Request =
Copy the data word for word, starting at the beginning and ending with the line that contains "<point>301,401</point>", including that line. Leave the pictures out.

Dataset rows =

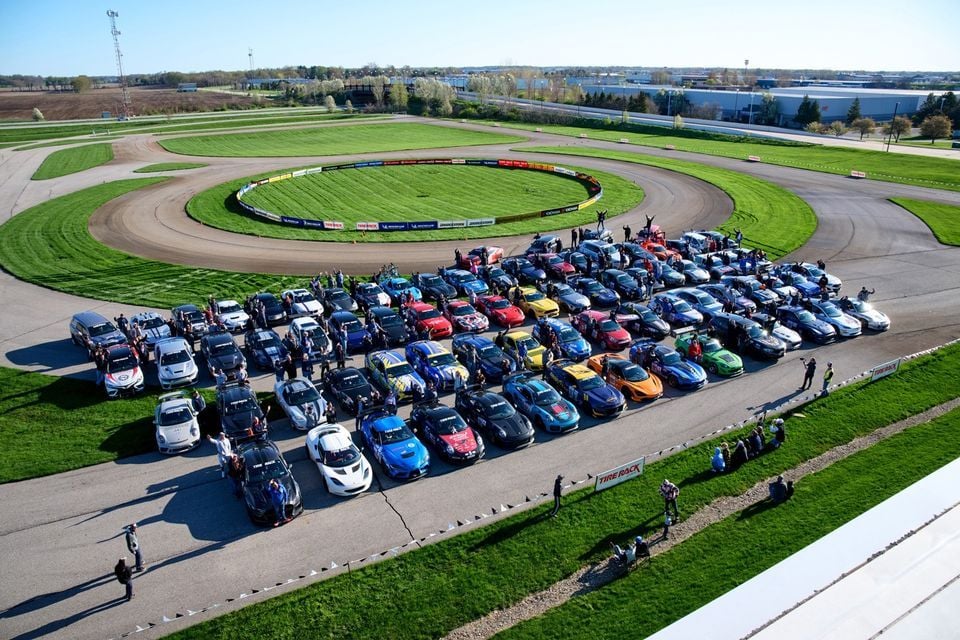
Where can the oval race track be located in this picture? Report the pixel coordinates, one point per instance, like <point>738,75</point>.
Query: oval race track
<point>58,533</point>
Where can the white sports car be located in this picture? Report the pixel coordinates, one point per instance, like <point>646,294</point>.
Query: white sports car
<point>176,423</point>
<point>345,470</point>
<point>301,401</point>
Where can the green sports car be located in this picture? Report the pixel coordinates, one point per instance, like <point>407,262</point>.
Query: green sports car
<point>714,358</point>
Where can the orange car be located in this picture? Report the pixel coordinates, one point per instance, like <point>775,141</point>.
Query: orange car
<point>630,379</point>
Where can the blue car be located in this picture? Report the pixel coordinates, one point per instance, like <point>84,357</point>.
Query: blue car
<point>541,403</point>
<point>667,363</point>
<point>393,445</point>
<point>494,363</point>
<point>345,323</point>
<point>572,344</point>
<point>398,288</point>
<point>464,282</point>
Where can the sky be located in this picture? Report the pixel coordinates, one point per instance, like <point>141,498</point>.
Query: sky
<point>72,37</point>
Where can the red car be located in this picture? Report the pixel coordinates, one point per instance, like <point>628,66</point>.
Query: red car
<point>464,317</point>
<point>426,316</point>
<point>494,254</point>
<point>600,327</point>
<point>499,310</point>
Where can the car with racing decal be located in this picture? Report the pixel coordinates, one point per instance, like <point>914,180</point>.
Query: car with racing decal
<point>630,379</point>
<point>541,403</point>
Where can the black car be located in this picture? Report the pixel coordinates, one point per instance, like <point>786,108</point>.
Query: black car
<point>222,353</point>
<point>272,308</point>
<point>433,286</point>
<point>264,348</point>
<point>745,336</point>
<point>348,386</point>
<point>262,464</point>
<point>392,325</point>
<point>647,323</point>
<point>492,414</point>
<point>337,299</point>
<point>240,416</point>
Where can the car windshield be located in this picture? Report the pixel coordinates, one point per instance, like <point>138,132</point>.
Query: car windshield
<point>269,470</point>
<point>174,357</point>
<point>102,329</point>
<point>175,416</point>
<point>341,457</point>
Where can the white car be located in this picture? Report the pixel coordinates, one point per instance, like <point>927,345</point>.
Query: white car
<point>302,403</point>
<point>175,364</point>
<point>299,329</point>
<point>303,303</point>
<point>345,470</point>
<point>846,326</point>
<point>232,315</point>
<point>176,423</point>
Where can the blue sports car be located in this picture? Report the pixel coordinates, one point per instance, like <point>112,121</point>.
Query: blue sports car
<point>393,445</point>
<point>572,344</point>
<point>667,363</point>
<point>541,403</point>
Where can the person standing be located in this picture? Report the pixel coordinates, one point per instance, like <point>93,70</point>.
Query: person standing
<point>810,370</point>
<point>557,492</point>
<point>133,545</point>
<point>124,577</point>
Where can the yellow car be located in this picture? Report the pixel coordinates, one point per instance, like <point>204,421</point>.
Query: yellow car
<point>535,351</point>
<point>630,379</point>
<point>535,303</point>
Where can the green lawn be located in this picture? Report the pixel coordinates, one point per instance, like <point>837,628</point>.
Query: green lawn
<point>72,160</point>
<point>330,141</point>
<point>217,207</point>
<point>422,593</point>
<point>50,245</point>
<point>169,166</point>
<point>770,217</point>
<point>943,219</point>
<point>918,170</point>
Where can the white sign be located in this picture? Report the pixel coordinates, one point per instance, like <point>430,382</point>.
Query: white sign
<point>885,369</point>
<point>622,473</point>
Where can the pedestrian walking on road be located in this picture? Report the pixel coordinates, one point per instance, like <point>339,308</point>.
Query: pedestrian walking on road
<point>810,370</point>
<point>124,577</point>
<point>133,545</point>
<point>557,492</point>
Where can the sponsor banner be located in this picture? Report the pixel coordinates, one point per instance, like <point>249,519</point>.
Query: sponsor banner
<point>885,369</point>
<point>619,474</point>
<point>481,222</point>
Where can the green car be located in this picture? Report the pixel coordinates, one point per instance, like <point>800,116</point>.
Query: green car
<point>715,358</point>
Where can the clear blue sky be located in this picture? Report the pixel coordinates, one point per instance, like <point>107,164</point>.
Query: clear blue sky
<point>71,37</point>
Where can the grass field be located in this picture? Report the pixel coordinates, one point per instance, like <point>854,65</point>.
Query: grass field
<point>50,245</point>
<point>429,592</point>
<point>218,208</point>
<point>943,219</point>
<point>918,170</point>
<point>67,161</point>
<point>770,217</point>
<point>331,141</point>
<point>169,166</point>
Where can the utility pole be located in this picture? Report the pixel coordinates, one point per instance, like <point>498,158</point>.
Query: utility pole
<point>125,106</point>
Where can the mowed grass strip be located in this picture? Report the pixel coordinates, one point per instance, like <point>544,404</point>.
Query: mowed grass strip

Task output =
Where can the oval race track be located in this picture? Report the pixel coordinates, one point per instance, like <point>738,75</point>.
Query: oval race track
<point>58,533</point>
Where can the white sports car be located in this picture? Report the pixel coordinates, one point per instance, like <point>646,294</point>.
Query: white sports car
<point>176,423</point>
<point>345,470</point>
<point>301,401</point>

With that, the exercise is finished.